▸ **Task directions**
Please write out the material from its opening line through the line that contains "196 323 268 360", with both of those lines included and every character left unchanged.

··· Task material

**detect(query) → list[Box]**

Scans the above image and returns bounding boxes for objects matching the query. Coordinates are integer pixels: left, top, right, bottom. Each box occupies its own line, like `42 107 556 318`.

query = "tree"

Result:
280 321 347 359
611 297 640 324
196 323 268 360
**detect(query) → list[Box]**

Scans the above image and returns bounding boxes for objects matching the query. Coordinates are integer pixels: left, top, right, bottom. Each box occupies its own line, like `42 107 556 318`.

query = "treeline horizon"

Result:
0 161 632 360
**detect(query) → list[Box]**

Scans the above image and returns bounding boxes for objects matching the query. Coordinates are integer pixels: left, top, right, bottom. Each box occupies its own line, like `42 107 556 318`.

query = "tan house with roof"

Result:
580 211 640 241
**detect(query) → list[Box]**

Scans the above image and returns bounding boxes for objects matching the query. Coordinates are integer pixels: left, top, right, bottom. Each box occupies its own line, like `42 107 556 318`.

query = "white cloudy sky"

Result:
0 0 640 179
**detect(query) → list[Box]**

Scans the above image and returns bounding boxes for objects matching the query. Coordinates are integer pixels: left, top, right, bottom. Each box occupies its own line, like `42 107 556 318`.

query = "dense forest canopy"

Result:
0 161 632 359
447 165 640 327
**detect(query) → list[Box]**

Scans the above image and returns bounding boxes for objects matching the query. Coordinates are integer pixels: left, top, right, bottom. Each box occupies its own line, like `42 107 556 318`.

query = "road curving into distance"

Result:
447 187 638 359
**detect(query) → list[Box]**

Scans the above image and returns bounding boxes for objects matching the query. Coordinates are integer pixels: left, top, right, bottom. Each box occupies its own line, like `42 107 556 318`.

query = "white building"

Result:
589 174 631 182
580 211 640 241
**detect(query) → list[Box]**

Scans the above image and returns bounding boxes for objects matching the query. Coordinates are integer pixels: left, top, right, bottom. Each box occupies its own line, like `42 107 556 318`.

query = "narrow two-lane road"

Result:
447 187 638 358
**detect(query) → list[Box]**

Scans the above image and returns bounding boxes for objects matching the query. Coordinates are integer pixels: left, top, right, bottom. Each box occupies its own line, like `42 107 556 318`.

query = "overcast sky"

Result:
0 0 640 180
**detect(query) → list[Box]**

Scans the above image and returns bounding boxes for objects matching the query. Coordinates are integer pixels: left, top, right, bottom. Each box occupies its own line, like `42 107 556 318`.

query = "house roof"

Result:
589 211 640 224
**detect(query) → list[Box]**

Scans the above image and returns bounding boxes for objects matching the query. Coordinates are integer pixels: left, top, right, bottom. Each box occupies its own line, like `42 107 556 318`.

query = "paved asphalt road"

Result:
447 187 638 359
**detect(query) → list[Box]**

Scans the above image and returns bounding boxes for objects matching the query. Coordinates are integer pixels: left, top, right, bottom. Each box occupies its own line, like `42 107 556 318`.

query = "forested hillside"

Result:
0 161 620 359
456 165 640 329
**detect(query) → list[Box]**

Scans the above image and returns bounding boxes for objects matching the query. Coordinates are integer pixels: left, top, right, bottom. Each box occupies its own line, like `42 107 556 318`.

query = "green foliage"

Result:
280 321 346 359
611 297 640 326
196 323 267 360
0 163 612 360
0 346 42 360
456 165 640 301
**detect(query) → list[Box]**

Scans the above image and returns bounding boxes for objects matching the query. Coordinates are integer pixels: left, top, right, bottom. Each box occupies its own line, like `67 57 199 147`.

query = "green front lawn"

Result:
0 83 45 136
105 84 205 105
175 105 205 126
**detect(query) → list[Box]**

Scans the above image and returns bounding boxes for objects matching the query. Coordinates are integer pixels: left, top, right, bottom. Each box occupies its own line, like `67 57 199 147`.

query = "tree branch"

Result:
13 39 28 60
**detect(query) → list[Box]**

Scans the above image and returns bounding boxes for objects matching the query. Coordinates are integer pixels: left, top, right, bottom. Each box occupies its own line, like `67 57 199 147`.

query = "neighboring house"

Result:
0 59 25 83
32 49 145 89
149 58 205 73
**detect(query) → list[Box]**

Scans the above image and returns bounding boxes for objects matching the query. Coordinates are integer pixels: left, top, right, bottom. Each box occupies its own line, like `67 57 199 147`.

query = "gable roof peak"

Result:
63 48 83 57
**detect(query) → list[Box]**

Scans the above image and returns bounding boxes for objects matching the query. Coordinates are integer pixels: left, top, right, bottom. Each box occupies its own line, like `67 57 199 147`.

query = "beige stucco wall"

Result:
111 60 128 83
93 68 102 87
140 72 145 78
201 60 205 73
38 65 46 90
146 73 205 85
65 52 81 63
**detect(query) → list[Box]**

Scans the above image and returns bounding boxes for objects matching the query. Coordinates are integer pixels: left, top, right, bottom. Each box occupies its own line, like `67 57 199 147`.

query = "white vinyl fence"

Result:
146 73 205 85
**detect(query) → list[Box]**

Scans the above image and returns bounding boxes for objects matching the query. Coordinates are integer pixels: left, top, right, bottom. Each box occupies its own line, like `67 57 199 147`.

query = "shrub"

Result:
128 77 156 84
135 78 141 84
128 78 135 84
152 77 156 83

······

▸ **Solution to the problem**
**detect(query) → list[Box]**

Scans the above image and returns bounding boxes for objects matching the query. Coordinates are integer pixels: left, top, right, bottom. Each box occupies its own line, like `42 107 556 318`.

query = "tree"

Result:
280 321 347 359
611 297 640 324
196 323 268 360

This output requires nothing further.